SUPPLIED PASSAGE =>
A simple collection of scripts that provide speech-to-text functionality across the desktop. Press a hotkey to start recording, press the hotkey again to stop recording, and have your speech rendered speech rendered to high-quality text quickly and effortlessly.
I wrote this project in an hour or so in an attempt to experiment with the OpenAI API and some OSX automation APIs in my free time.
This project almost kinda works, but it's not great. I have it set up such that I can trigger recording with a hotkey
combination (Ctrl-Shift-7
) and can trigger stop-recording with the same combination, the resulting audio clip is then
sent to the OpenAI Whisper API where it's transcribed, and the transcription is then written through a virtual keyboard
to whatever program I currently have open.
However, OSX's protections mean that any program you have open when you run that automation needs both microphone access and Accessibility API access, and providing those can be a pain. It's also a bit slow to begin recording, so it's not clear when you should start talking after pressing the hotkeys.
I'm basically giving up on this for now, but it does mostly work.
Enter instructions here for building and running
These scripts require:
Brew
-
portaudio
:$ brew install portaudio
(required forpyaudio
)
Python Modules
-
pyautogui
: to create keystokes in the GUI from a string of text -
openai
: to send audio to the OpenAI Whipser API -
pyaudio
: for capturing audio from the active microphone -
openai>=0.27.0
: transcribing audio to text -
psutil
: finding an actively running process
With the release of Whipser, speech-to-text is good enough that it should be ubiquitous. However, most users of the Apple ecosystem are still forced to suffer through Siri's crappy speech-to-text functionality. This is unacceptable.
I created these scripts so that I could have access to world-class speech-to-text functionality anywhere on my desktop at anytime.
Ideally this would run entirely locally using the WhisperCpp project. However, at the time I created this project I was running on Intel silicon and inference is too slow to reasonably make use of.

EXERCISE DATA =>
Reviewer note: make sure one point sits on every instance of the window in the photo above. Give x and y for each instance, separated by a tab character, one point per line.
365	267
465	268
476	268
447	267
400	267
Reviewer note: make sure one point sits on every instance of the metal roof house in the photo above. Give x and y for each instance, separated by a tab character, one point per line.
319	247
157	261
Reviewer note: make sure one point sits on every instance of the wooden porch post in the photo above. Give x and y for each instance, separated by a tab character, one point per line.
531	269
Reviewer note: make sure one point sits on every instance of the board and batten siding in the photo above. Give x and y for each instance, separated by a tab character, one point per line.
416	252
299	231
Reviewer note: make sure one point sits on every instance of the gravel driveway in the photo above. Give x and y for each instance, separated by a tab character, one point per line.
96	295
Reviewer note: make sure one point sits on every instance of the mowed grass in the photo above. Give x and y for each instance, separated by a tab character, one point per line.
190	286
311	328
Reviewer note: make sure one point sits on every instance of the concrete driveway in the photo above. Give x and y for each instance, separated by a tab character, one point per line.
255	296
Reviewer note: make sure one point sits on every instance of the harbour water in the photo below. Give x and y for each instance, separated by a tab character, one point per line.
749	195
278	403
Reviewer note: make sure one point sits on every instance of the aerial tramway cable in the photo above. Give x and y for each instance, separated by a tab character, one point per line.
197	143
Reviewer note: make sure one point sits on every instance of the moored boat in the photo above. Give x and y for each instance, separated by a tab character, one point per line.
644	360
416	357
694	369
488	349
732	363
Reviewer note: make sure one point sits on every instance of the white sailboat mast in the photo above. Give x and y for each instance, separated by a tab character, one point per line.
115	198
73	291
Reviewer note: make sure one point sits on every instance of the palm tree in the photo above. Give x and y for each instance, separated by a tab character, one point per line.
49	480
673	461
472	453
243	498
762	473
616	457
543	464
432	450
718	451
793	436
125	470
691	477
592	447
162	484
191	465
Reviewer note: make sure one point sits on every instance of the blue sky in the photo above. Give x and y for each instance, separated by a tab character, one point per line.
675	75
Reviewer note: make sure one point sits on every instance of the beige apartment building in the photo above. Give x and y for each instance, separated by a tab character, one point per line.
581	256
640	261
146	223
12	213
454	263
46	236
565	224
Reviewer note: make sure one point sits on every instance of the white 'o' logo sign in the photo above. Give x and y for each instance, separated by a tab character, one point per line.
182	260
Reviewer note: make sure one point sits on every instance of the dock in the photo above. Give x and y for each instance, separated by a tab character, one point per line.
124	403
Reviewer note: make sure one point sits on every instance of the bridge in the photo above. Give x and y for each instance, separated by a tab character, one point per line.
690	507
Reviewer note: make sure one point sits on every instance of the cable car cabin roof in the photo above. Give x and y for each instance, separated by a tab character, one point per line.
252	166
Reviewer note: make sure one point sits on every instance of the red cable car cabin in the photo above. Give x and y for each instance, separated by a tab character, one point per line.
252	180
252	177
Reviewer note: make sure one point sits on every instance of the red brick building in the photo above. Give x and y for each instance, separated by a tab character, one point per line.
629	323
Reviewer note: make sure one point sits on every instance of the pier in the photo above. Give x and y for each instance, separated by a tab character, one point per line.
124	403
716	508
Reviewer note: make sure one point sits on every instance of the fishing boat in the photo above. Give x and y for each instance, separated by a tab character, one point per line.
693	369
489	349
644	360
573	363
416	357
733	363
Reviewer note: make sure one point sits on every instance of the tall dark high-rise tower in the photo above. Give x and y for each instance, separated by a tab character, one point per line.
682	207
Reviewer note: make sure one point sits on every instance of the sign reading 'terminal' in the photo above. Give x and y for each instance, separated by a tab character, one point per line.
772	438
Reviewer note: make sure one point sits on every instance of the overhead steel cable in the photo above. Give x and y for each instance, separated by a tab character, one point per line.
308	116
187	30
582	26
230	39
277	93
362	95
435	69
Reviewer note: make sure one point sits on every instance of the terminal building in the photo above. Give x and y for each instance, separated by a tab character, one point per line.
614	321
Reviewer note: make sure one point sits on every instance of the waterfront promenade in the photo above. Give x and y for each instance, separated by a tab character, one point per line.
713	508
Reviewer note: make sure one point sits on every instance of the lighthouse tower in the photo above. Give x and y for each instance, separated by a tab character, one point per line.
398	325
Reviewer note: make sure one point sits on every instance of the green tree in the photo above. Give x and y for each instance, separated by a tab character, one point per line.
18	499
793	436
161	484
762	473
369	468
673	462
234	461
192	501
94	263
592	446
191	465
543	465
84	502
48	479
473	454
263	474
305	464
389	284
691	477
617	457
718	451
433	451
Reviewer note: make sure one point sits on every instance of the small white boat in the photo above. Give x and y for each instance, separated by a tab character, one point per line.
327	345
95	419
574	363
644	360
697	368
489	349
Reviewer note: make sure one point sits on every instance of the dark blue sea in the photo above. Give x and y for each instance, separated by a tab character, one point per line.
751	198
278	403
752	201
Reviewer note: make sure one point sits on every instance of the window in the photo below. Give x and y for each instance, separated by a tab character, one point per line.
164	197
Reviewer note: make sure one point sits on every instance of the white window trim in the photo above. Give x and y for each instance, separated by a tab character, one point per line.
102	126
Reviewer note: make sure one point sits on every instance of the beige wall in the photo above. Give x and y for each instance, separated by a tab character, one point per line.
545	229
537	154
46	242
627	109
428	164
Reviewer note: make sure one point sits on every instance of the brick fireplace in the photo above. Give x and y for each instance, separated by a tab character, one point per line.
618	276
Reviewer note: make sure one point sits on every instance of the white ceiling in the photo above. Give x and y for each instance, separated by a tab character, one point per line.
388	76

TASK 1 => Reproduce the portion of the speech-to-text write-up between "A simple collection" and "quickly and effortlessly.", inclusive.
TASK 2 => List every entry given under the heading "Python Modules" in the speech-to-text write-up.

TASK OUTPUT 1 =>
A simple collection of scripts that provide speech-to-text functionality across the desktop. Press a hotkey to start recording, press the hotkey again to stop recording, and have your speech rendered speech rendered to high-quality text quickly and effortlessly.

TASK OUTPUT 2 =>
pyautogui
openai
pyaudio
openai>=0.27.0
psutil